Excerpts from a detection dataset.
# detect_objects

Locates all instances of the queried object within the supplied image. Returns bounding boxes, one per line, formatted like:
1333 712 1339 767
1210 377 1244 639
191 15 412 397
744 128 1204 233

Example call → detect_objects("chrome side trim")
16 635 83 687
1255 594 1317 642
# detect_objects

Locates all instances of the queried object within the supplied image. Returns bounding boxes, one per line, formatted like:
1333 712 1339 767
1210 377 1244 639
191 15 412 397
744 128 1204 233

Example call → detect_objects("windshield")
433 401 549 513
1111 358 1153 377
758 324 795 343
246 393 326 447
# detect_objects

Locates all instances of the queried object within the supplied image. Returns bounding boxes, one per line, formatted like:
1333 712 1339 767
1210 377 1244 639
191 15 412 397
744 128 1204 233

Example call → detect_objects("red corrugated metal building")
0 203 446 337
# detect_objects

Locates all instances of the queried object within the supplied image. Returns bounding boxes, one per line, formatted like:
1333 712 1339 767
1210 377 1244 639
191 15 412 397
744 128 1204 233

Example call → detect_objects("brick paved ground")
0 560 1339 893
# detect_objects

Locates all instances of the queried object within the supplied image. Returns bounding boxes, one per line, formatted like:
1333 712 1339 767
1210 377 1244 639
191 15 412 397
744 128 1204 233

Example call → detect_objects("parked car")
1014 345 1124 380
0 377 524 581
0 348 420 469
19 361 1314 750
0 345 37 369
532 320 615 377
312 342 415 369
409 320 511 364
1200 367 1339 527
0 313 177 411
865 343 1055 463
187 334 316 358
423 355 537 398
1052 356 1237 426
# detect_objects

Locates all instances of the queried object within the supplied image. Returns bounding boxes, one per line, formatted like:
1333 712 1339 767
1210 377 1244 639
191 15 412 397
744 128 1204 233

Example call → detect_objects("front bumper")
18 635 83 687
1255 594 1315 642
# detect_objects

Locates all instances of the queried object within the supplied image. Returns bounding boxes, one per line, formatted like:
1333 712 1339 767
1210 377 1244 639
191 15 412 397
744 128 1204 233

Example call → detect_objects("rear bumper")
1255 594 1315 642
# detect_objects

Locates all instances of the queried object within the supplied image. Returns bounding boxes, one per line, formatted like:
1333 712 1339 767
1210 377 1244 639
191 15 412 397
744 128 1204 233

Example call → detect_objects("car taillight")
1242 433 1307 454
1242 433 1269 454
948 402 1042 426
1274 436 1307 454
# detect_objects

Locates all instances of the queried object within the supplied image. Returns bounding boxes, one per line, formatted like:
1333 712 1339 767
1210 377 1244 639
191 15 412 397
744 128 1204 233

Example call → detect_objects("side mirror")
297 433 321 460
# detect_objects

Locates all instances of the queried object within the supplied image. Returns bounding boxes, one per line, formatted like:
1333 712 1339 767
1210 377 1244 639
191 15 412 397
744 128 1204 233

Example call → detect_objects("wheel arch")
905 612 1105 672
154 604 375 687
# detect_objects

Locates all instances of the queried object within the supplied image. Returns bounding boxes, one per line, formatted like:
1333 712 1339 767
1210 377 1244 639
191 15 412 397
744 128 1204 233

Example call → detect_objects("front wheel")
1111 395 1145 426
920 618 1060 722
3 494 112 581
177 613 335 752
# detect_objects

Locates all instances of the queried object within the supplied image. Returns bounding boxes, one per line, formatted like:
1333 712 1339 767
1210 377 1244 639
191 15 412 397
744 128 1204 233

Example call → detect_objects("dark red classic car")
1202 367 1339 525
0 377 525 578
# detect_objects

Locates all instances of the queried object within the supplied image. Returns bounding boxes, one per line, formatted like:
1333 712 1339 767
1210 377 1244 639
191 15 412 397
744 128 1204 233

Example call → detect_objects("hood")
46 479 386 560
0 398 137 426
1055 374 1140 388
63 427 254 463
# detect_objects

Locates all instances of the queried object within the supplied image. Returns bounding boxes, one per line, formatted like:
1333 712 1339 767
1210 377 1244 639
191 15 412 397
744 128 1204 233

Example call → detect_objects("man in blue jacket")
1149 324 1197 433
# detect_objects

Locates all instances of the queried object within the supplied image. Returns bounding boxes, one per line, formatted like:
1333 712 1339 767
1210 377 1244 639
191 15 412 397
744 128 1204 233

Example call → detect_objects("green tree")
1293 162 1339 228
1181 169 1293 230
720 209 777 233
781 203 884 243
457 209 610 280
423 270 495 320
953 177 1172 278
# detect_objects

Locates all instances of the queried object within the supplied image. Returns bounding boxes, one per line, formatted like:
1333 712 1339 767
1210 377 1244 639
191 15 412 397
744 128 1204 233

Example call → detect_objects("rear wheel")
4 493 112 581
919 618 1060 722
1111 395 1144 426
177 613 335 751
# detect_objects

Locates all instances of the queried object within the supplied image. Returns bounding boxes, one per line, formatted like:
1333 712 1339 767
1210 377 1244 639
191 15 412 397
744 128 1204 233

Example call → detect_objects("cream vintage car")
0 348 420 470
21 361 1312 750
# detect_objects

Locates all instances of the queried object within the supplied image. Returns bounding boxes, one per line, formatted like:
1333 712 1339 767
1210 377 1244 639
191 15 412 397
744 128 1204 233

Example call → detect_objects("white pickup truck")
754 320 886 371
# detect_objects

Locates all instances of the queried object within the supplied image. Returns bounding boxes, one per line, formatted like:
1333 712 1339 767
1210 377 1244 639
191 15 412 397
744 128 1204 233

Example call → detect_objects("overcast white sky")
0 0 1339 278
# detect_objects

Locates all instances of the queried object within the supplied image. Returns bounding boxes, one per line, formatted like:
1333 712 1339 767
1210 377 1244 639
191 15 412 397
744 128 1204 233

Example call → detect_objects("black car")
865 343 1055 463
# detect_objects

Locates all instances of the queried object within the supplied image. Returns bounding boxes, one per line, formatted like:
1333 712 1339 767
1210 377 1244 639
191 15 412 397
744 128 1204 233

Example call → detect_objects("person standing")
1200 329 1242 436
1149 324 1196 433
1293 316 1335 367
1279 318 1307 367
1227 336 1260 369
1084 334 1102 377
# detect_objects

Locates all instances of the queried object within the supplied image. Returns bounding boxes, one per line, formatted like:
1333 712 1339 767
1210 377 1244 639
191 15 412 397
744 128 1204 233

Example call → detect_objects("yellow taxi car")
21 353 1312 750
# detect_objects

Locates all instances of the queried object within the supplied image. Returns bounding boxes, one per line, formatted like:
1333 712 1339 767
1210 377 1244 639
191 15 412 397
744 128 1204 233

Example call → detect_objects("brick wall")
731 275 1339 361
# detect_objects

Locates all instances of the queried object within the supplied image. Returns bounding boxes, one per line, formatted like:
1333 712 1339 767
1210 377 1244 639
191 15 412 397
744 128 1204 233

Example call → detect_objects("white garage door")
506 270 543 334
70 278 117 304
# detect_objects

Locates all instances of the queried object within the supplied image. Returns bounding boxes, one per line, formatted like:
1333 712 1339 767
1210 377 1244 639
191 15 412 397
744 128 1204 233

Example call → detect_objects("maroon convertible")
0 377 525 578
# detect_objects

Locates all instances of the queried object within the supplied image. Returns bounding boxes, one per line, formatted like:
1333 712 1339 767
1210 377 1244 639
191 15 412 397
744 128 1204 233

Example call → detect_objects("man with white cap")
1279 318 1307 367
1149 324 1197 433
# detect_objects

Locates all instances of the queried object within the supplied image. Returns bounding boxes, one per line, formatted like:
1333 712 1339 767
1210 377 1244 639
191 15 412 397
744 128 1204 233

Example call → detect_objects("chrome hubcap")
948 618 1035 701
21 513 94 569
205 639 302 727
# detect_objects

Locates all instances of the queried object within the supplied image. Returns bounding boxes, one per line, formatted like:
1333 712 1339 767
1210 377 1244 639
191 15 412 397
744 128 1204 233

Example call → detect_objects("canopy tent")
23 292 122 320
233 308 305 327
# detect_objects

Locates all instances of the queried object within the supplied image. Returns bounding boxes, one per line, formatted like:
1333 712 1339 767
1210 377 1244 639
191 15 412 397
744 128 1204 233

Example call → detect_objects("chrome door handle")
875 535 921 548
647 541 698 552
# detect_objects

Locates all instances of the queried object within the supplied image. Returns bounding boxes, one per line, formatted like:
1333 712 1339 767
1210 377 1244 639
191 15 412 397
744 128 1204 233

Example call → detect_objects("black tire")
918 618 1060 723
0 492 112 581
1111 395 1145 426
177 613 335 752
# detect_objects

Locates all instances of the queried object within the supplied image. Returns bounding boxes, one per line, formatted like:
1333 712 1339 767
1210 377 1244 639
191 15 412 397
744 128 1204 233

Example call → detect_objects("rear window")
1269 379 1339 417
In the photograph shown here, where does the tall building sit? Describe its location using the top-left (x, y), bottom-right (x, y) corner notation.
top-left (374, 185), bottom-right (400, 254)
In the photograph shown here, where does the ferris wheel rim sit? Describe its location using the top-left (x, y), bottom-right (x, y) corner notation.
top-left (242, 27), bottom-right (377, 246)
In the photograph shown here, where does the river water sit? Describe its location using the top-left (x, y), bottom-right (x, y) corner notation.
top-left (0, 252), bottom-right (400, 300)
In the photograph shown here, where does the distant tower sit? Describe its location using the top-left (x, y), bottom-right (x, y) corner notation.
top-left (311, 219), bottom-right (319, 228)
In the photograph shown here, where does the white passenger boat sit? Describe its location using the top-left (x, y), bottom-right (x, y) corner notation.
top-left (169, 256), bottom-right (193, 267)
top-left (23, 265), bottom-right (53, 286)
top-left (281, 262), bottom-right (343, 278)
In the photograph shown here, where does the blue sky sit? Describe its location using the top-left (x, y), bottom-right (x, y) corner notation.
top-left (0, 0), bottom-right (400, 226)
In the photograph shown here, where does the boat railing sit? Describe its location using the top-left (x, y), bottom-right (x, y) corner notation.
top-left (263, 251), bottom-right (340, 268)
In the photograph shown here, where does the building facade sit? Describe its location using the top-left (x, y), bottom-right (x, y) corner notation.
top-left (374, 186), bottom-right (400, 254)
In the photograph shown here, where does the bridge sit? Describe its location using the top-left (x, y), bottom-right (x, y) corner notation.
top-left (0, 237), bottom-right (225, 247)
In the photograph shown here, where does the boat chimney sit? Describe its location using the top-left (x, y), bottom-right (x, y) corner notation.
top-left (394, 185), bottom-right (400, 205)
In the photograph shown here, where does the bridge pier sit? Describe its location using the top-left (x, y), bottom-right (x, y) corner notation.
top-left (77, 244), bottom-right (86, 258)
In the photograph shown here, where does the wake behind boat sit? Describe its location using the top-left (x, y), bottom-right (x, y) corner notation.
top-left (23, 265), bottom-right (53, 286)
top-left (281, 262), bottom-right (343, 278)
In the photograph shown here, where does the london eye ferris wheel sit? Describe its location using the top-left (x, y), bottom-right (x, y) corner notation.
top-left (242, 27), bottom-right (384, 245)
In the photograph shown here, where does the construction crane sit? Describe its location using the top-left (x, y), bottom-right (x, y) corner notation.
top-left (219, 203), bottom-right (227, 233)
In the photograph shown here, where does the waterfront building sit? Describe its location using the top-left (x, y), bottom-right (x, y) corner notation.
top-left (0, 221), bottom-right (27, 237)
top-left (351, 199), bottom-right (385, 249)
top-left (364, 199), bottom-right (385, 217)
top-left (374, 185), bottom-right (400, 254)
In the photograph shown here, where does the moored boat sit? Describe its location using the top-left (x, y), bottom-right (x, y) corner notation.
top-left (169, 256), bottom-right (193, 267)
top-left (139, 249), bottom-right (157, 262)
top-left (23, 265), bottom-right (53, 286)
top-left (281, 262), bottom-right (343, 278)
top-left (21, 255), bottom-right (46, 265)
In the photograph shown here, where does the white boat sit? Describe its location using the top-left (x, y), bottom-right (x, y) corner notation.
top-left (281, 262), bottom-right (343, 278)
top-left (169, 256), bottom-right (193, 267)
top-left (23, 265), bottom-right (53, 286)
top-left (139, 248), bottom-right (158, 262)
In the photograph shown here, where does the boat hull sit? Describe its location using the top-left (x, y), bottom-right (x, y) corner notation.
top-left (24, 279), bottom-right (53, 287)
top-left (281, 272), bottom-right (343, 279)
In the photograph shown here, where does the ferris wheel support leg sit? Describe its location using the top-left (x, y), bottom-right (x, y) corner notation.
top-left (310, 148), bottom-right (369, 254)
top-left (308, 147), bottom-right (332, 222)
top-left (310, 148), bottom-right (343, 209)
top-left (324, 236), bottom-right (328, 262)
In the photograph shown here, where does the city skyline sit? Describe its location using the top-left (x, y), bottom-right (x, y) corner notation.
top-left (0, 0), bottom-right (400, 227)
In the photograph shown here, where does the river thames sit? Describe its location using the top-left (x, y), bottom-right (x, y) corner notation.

Aim.
Output only the lines running from the line with "In the photograph shown here, where does the construction" through the final line of the data, inclusive.

Output of the exercise.
In the photograph shown here, where does the construction crane sit? Describe its location using the top-left (x, y), bottom-right (x, y) corner notation.
top-left (219, 203), bottom-right (227, 233)
In the photograph shown here, where does the waterfront building sit? Describe its location using the top-left (x, y), bottom-right (x, y) corner notation.
top-left (0, 221), bottom-right (27, 237)
top-left (351, 199), bottom-right (385, 249)
top-left (364, 199), bottom-right (385, 217)
top-left (374, 185), bottom-right (400, 254)
In the photograph shown here, where does the moored boat sit? Describe its location using the top-left (x, y), bottom-right (x, y) corner notation.
top-left (169, 256), bottom-right (193, 267)
top-left (139, 249), bottom-right (157, 262)
top-left (23, 265), bottom-right (53, 286)
top-left (281, 262), bottom-right (343, 278)
top-left (21, 255), bottom-right (46, 265)
In the photograph shown here, where does the white boat sit? Describe its location using the top-left (x, y), bottom-right (x, y) corner notation.
top-left (281, 262), bottom-right (343, 278)
top-left (169, 256), bottom-right (193, 267)
top-left (23, 265), bottom-right (53, 286)
top-left (139, 248), bottom-right (158, 262)
In the photograph shown here, where does the boat hull sit? Describe its location using the top-left (x, y), bottom-right (x, y) corner notation.
top-left (24, 279), bottom-right (53, 287)
top-left (281, 272), bottom-right (343, 279)
In the photograph shown here, where does the ferris wheel support leg sit? Describe its location using the top-left (x, y), bottom-right (x, y) corner notation.
top-left (310, 148), bottom-right (369, 254)
top-left (308, 147), bottom-right (332, 222)
top-left (310, 148), bottom-right (343, 209)
top-left (324, 236), bottom-right (328, 262)
In the photograph shown here, where does the city skyline sit? Describe its location using the top-left (x, y), bottom-right (x, y) corner notation.
top-left (0, 0), bottom-right (400, 227)
In the photograph shown here, where does the river thames sit? Describe its location using the top-left (x, y), bottom-right (x, y) corner notation.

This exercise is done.